▶ **What the exercise asks**: Reproduce word for word the stretch of entries from the line containing "For this drill the class indicates the overcast" through the end of the entries.

--- Start of Dataset records ---

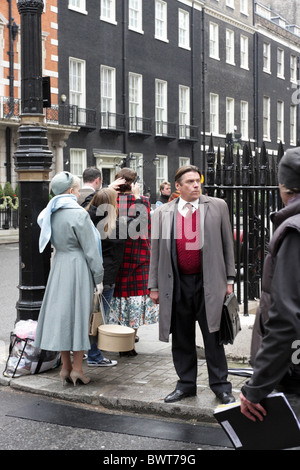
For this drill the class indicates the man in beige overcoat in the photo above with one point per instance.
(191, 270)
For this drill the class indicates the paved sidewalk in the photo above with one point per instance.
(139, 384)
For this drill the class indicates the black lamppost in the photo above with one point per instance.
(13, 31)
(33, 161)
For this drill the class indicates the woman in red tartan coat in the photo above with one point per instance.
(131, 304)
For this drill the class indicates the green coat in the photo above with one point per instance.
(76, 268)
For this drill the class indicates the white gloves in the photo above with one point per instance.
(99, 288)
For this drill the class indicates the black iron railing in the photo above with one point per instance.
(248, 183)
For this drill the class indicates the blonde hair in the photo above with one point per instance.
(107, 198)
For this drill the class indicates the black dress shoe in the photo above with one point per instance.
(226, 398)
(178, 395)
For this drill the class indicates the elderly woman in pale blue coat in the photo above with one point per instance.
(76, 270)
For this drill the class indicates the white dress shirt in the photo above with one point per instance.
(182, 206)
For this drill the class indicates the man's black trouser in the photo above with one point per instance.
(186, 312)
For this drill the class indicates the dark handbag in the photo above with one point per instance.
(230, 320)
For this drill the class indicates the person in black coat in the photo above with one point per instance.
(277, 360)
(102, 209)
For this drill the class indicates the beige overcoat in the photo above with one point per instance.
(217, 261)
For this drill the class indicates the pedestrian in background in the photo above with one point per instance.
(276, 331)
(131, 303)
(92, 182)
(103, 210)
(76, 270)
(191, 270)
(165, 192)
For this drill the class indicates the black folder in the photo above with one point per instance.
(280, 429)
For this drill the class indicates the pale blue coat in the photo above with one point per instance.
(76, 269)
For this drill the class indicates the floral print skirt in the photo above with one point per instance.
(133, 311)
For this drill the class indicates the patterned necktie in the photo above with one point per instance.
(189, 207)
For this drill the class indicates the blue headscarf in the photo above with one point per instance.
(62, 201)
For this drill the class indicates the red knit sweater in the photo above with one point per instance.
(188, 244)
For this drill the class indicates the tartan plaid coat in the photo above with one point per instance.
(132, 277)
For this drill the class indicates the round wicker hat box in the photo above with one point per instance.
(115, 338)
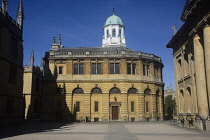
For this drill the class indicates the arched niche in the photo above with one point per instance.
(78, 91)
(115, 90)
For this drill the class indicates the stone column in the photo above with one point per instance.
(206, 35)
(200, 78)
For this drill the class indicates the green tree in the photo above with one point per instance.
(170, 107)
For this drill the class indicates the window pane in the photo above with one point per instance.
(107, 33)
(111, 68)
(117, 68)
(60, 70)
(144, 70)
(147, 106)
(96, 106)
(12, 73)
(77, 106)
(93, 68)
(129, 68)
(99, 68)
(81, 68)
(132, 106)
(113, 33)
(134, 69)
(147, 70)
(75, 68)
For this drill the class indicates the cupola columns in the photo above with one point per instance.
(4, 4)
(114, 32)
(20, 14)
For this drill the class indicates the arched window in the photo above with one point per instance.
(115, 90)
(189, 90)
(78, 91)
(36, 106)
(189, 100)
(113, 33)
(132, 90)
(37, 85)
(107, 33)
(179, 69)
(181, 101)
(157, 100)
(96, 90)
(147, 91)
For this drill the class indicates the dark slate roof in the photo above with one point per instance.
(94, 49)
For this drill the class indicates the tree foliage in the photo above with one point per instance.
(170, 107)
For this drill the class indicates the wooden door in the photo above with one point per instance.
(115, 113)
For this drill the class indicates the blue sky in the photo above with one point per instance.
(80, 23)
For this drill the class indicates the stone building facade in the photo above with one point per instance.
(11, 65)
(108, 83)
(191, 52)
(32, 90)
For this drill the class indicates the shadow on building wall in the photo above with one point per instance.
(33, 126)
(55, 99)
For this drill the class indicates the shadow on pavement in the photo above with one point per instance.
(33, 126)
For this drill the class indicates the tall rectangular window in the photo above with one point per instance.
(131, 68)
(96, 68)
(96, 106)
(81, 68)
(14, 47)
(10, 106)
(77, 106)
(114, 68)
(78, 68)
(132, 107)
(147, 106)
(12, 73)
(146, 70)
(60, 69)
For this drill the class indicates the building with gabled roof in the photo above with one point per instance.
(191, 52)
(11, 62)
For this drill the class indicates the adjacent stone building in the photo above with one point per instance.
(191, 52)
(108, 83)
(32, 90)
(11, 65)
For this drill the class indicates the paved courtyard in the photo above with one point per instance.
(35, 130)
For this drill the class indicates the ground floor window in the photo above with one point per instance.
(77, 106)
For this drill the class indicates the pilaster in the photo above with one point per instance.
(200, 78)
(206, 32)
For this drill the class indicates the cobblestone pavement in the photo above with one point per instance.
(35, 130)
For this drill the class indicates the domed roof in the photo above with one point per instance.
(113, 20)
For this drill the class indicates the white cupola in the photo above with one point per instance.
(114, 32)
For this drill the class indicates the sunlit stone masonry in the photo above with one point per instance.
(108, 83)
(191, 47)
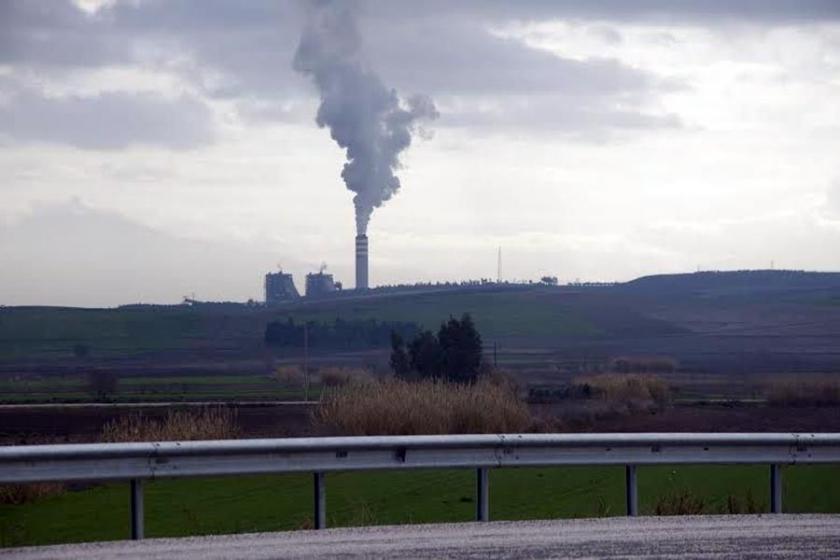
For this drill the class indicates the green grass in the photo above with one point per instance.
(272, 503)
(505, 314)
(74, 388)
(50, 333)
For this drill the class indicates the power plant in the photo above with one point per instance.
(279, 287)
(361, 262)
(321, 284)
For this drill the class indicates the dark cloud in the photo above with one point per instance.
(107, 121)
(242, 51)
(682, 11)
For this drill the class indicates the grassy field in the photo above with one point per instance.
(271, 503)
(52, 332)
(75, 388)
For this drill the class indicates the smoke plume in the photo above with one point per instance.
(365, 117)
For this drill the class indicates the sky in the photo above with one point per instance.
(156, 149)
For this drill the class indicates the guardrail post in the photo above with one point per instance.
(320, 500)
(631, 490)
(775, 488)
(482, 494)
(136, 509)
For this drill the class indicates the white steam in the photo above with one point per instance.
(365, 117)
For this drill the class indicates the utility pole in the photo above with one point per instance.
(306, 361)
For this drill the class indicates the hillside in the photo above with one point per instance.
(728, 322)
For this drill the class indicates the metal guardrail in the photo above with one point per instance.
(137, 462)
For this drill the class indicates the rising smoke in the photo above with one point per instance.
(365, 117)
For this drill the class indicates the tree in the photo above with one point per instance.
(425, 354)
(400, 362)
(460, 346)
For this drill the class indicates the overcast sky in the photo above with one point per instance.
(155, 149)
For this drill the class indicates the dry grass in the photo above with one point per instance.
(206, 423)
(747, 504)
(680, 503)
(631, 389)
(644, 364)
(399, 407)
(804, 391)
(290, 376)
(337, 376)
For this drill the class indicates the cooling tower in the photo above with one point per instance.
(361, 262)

--- End of Dataset records ---

▶ **Expected output**:
For this drill the class indicates the overcast sky in the photo above with one point per instance.
(155, 149)
For this drill the class indicates the dry grass in the photo above with one point per instance.
(206, 423)
(747, 504)
(680, 503)
(631, 389)
(644, 364)
(399, 407)
(804, 391)
(290, 376)
(337, 376)
For this drill the class indicates the cooling tower in the photo above with one point per instance.
(361, 262)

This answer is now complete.